(Raw records)
***

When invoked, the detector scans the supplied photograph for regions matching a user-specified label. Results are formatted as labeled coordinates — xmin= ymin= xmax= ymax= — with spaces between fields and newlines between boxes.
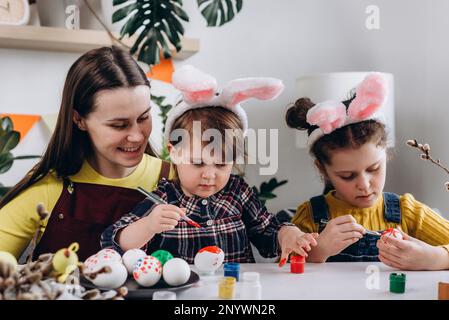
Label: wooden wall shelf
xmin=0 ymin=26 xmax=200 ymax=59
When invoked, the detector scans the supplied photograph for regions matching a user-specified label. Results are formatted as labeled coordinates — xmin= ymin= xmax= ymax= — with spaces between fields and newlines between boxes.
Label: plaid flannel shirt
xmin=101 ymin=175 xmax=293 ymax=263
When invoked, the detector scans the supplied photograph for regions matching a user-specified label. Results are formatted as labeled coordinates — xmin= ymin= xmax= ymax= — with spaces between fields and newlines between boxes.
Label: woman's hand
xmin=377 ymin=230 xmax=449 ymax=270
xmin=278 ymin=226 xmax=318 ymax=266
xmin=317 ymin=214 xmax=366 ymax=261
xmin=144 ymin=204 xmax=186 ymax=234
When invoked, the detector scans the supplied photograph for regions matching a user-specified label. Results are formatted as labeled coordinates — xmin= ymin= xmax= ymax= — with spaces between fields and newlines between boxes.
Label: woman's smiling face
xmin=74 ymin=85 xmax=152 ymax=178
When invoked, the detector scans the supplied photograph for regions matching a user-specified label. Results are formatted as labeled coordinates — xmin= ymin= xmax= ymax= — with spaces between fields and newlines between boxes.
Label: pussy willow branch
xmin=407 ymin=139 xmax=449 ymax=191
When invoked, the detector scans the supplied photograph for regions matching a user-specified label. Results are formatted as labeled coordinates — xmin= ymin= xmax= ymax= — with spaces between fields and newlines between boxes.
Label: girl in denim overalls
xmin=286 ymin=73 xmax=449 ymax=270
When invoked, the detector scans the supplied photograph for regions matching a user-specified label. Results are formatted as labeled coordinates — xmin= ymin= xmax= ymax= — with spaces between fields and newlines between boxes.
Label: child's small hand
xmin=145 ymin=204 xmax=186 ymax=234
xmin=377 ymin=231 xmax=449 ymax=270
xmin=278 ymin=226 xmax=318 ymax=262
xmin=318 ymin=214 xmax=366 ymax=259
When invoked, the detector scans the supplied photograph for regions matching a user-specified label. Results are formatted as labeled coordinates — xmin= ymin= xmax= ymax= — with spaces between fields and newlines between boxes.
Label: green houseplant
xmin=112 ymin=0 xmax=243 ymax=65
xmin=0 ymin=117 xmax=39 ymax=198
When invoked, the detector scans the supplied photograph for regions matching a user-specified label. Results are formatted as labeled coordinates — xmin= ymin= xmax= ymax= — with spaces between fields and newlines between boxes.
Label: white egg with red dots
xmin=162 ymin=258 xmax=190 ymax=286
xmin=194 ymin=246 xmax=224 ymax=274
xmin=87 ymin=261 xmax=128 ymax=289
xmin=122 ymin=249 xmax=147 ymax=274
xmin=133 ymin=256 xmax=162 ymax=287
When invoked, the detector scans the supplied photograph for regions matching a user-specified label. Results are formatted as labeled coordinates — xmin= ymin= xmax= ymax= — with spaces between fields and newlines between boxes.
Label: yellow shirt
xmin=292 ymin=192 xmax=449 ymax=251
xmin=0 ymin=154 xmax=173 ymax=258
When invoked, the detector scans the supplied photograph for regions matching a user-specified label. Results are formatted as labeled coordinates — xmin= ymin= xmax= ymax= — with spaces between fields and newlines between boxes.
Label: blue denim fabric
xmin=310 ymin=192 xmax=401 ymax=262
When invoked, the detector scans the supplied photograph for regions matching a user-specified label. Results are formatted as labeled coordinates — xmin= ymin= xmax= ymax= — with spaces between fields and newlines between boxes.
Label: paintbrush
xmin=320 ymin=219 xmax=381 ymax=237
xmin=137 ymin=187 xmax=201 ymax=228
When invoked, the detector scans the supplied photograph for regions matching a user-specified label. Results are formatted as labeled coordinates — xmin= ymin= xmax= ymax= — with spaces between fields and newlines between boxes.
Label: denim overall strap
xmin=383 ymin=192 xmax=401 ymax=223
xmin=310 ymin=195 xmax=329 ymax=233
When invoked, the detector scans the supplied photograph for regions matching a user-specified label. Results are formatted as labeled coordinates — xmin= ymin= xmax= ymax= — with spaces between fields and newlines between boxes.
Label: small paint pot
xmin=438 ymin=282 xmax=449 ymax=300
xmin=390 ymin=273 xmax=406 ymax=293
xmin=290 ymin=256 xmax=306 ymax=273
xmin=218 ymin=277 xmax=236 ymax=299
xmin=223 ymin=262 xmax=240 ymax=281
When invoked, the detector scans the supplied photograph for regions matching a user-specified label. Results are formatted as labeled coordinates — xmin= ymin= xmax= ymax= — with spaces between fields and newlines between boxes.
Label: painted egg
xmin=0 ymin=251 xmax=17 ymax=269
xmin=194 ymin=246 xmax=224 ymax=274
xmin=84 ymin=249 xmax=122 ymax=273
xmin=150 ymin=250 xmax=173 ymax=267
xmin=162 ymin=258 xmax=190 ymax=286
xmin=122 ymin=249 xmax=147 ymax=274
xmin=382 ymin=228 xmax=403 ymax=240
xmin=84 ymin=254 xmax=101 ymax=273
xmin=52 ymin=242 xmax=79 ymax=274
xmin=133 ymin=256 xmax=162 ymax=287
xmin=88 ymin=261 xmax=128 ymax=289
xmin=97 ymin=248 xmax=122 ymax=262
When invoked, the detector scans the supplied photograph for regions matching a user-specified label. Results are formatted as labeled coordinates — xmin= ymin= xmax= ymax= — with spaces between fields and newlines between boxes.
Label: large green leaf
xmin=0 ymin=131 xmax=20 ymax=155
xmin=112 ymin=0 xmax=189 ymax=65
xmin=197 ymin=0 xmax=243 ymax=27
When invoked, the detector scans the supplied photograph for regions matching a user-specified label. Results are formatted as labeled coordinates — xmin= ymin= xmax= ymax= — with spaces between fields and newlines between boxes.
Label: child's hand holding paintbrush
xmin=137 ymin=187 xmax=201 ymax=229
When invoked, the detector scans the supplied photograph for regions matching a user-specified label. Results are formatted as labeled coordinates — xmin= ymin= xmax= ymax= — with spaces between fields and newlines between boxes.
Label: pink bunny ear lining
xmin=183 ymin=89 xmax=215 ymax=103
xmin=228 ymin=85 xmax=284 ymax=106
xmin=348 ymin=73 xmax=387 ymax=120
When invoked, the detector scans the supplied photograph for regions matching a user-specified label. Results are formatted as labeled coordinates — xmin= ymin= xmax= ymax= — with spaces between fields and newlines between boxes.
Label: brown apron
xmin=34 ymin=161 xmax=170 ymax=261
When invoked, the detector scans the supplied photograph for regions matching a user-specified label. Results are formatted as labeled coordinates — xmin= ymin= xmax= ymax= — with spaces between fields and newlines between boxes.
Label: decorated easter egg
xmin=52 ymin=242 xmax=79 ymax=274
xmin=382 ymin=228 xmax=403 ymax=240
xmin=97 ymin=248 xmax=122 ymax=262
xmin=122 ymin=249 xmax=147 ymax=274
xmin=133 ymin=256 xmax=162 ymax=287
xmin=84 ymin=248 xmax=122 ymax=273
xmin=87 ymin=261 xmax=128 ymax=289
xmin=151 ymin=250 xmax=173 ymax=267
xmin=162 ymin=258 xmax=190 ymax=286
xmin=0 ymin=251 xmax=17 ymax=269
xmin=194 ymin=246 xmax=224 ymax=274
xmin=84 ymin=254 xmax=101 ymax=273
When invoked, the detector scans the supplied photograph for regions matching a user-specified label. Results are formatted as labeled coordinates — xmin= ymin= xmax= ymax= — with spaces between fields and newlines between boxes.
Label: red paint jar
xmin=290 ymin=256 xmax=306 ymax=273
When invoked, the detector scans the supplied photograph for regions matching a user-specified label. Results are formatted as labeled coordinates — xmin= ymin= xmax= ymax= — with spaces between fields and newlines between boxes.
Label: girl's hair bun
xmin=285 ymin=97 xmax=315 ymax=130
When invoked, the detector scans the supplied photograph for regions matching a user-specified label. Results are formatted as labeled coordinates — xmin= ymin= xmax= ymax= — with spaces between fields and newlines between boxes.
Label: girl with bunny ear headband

***

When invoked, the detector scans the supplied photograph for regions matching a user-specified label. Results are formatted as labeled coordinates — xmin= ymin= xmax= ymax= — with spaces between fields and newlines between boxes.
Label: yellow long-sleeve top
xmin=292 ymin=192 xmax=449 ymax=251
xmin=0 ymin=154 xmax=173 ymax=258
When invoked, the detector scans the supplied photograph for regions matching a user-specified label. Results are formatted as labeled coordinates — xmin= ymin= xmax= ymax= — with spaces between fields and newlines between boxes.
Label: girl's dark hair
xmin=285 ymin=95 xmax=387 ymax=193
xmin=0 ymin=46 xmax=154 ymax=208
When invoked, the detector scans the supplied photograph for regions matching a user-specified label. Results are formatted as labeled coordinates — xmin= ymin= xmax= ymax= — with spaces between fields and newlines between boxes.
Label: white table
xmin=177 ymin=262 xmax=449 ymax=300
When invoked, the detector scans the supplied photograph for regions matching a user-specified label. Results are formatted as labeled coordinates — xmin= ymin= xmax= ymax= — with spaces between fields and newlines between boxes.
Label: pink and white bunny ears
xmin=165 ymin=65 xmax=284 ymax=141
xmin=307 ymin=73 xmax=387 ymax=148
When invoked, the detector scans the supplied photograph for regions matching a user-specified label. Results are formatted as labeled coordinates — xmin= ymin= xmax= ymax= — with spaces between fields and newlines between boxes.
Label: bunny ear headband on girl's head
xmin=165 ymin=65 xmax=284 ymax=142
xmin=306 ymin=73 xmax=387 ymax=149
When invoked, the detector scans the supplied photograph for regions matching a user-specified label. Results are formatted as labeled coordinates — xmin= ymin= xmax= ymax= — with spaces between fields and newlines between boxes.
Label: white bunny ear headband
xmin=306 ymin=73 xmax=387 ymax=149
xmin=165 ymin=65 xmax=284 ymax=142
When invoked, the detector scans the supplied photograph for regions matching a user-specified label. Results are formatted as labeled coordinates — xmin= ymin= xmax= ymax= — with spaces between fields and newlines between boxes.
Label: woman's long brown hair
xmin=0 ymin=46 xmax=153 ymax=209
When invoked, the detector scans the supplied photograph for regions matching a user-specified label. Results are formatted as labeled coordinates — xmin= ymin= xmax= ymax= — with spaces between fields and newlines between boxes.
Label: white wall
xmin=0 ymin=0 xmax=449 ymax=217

***

- **What you need to do**: Find each line in the listing above that contains the word "brown", and copy those lines out in full.

- **Complete answer**:
Label: brown apron
Label: woman's long brown hair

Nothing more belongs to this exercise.